:: Input
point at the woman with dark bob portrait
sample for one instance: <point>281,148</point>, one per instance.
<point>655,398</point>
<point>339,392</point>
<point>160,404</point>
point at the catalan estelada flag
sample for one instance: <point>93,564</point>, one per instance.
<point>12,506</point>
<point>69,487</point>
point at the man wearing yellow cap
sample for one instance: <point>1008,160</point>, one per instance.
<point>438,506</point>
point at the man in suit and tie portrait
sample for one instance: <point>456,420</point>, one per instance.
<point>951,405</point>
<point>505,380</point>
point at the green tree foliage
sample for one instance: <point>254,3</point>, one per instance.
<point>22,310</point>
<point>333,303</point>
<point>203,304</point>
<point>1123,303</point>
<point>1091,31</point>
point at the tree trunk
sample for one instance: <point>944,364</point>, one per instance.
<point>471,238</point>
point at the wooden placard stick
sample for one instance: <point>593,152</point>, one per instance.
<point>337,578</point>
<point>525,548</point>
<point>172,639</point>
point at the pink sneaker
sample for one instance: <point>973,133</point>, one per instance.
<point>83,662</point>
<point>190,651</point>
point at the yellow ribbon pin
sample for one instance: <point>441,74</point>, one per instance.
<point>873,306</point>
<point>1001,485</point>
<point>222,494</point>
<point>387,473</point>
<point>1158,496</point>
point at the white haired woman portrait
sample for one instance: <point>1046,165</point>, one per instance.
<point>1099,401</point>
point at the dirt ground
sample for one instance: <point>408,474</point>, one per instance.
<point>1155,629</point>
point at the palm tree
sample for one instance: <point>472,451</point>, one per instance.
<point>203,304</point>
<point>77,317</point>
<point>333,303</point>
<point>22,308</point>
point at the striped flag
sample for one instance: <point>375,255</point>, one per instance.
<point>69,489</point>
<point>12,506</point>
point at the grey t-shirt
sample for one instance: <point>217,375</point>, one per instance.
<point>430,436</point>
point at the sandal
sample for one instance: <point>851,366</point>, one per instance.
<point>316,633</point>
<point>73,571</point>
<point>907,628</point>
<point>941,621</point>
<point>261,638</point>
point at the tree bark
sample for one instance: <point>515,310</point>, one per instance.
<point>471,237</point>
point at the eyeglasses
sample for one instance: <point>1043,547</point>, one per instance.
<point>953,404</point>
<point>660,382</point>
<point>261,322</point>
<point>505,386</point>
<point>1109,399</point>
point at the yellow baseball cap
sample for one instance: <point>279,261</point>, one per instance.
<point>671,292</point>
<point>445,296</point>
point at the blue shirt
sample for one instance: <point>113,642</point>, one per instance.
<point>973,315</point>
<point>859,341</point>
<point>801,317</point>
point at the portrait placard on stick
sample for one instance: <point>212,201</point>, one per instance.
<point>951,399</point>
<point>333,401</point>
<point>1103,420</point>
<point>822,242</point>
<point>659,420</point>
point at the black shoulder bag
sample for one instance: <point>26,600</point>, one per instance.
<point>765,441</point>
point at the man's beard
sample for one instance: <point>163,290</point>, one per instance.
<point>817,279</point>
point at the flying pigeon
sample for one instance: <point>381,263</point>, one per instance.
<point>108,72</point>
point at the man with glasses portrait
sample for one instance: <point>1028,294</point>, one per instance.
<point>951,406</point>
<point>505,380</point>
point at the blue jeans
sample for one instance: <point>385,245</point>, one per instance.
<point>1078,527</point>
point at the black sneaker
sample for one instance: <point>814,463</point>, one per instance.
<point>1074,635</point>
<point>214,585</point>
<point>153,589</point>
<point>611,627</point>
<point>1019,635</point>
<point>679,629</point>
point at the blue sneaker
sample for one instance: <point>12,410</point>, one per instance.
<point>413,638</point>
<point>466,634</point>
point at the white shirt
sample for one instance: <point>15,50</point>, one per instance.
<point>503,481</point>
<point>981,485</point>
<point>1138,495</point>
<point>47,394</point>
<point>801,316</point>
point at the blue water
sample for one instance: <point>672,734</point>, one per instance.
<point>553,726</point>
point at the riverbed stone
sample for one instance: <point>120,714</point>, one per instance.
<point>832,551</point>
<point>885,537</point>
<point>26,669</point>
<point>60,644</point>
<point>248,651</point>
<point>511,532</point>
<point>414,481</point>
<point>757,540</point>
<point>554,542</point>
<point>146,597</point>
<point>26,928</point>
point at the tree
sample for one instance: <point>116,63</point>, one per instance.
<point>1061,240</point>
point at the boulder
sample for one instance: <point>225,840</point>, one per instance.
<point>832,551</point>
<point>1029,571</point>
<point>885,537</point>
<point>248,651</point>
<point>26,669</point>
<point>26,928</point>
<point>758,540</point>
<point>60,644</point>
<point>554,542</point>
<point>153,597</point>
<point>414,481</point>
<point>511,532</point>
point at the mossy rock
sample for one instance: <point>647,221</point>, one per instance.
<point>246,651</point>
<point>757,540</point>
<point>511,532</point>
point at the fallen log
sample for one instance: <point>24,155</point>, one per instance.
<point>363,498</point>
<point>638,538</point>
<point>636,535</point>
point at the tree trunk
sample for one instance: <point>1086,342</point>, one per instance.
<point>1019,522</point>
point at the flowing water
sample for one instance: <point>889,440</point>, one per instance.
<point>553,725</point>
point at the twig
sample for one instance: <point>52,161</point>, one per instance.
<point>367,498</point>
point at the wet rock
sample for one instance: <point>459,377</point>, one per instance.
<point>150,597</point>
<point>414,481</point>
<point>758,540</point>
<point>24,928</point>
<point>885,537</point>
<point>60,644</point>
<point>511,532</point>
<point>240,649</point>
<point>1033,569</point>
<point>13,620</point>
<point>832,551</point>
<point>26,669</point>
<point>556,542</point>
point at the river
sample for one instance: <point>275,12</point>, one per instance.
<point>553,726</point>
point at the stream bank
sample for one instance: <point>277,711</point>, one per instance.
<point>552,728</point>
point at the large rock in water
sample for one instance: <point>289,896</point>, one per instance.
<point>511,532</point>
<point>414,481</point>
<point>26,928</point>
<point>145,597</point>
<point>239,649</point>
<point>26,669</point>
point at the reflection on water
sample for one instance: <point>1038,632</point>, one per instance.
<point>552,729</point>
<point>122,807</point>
::::
§ **Problem requirements**
From the line holding "point at the mossy rock" to the last line of the records, quote each line exactly and add nothing.

§ **Task result**
point at the mossy rock
sample for one instance: <point>647,221</point>, one per instance.
<point>246,651</point>
<point>757,540</point>
<point>511,532</point>
point at the fallen log
sample for one instance: <point>24,155</point>, one per instance.
<point>363,498</point>
<point>638,538</point>
<point>636,535</point>
point at the tree trunk
sample for one instance: <point>1086,342</point>, one per instance.
<point>1019,522</point>
point at the flowing water
sample for one instance: <point>889,440</point>, one per instance.
<point>553,725</point>
point at the twig
sample for one instance: <point>52,161</point>, one per instance.
<point>367,498</point>
point at the wet rock
sample for one instance: <point>459,377</point>, one per instance.
<point>150,597</point>
<point>414,481</point>
<point>758,540</point>
<point>24,928</point>
<point>885,537</point>
<point>60,644</point>
<point>511,532</point>
<point>240,649</point>
<point>1033,569</point>
<point>13,620</point>
<point>832,551</point>
<point>26,669</point>
<point>556,542</point>
point at the river
sample for one instance: <point>275,12</point>, one per instance.
<point>553,726</point>
point at the stream bank
sample for one instance: <point>277,711</point>, one per instance.
<point>552,728</point>
point at the large rock in water
sample for one instance: <point>289,896</point>, one per instance.
<point>511,532</point>
<point>414,481</point>
<point>26,928</point>
<point>145,597</point>
<point>239,649</point>
<point>26,669</point>
point at the reflection on water
sample for one instance: <point>1038,632</point>, one per instance.
<point>552,729</point>
<point>122,807</point>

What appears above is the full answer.